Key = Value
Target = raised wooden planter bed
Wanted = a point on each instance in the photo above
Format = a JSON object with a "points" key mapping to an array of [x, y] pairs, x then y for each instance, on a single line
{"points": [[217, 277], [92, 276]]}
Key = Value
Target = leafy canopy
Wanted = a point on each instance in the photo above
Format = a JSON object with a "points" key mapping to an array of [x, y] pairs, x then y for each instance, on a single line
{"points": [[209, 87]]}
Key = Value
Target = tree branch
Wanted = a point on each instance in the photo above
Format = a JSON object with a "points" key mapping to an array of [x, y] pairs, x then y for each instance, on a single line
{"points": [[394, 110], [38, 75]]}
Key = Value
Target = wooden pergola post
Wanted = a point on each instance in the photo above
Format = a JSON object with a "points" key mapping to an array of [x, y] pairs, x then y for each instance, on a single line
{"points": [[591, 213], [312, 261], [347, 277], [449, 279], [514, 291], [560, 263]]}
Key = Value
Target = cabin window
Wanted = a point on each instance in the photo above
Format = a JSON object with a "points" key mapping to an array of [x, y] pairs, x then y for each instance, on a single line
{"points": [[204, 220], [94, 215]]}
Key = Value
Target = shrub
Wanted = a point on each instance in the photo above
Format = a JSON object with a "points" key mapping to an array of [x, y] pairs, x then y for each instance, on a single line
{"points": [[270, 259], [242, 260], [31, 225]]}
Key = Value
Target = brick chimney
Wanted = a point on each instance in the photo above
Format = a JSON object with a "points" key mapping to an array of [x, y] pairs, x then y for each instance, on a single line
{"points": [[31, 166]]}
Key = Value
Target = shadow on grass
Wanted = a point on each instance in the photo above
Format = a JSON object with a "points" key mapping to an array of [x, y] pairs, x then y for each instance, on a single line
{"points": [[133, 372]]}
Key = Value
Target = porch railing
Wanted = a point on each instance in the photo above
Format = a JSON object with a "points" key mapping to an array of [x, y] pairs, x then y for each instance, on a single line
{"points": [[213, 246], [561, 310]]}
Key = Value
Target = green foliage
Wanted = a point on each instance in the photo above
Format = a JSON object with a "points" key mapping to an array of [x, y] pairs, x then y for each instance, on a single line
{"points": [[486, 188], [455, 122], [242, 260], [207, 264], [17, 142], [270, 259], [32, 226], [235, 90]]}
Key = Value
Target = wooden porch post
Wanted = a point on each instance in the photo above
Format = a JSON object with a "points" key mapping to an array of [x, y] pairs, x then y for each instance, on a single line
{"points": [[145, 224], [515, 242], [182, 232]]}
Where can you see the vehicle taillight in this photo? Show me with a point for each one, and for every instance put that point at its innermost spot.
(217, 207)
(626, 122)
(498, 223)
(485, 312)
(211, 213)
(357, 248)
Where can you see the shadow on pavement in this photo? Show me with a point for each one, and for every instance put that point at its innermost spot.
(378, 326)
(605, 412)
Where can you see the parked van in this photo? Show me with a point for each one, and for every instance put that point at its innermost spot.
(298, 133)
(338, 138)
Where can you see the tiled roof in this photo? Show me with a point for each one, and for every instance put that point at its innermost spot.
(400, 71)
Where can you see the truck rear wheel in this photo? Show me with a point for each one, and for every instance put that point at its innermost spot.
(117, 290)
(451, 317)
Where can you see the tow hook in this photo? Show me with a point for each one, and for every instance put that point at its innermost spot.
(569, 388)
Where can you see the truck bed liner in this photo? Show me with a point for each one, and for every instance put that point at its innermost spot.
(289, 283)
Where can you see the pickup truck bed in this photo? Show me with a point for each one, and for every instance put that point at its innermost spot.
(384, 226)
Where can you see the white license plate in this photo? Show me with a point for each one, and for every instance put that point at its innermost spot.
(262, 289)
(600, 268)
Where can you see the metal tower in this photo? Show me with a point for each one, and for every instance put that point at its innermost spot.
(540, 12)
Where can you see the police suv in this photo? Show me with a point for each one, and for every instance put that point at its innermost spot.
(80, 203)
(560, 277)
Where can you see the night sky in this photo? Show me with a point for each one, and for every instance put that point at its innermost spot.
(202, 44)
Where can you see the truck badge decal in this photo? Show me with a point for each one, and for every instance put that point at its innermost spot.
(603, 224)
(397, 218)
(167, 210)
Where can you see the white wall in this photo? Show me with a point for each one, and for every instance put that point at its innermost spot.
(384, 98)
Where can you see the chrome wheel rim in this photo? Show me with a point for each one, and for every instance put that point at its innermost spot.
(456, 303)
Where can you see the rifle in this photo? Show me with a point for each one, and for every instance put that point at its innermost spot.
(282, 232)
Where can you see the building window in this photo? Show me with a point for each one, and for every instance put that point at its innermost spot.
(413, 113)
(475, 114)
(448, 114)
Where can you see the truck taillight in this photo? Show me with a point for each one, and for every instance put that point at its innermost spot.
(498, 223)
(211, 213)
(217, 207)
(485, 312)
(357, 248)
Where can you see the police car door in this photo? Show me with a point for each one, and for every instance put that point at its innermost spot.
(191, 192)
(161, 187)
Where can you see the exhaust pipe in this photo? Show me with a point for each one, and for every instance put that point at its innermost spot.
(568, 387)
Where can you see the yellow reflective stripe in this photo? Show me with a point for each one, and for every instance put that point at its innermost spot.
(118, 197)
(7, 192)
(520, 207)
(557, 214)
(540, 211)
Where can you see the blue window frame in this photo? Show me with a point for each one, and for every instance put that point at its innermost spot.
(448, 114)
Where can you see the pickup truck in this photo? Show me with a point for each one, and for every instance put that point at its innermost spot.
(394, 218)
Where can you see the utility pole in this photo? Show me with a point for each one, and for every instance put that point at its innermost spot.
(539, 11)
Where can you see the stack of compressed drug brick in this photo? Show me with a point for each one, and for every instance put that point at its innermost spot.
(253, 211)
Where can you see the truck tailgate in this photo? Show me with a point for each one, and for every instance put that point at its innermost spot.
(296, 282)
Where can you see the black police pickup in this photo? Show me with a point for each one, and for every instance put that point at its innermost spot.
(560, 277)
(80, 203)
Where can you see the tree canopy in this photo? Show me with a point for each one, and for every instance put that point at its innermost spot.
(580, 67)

▶ Task
Copy each line of the listing that includes "porch".

▶ Output of the task
Target = porch railing
Target = wooden porch post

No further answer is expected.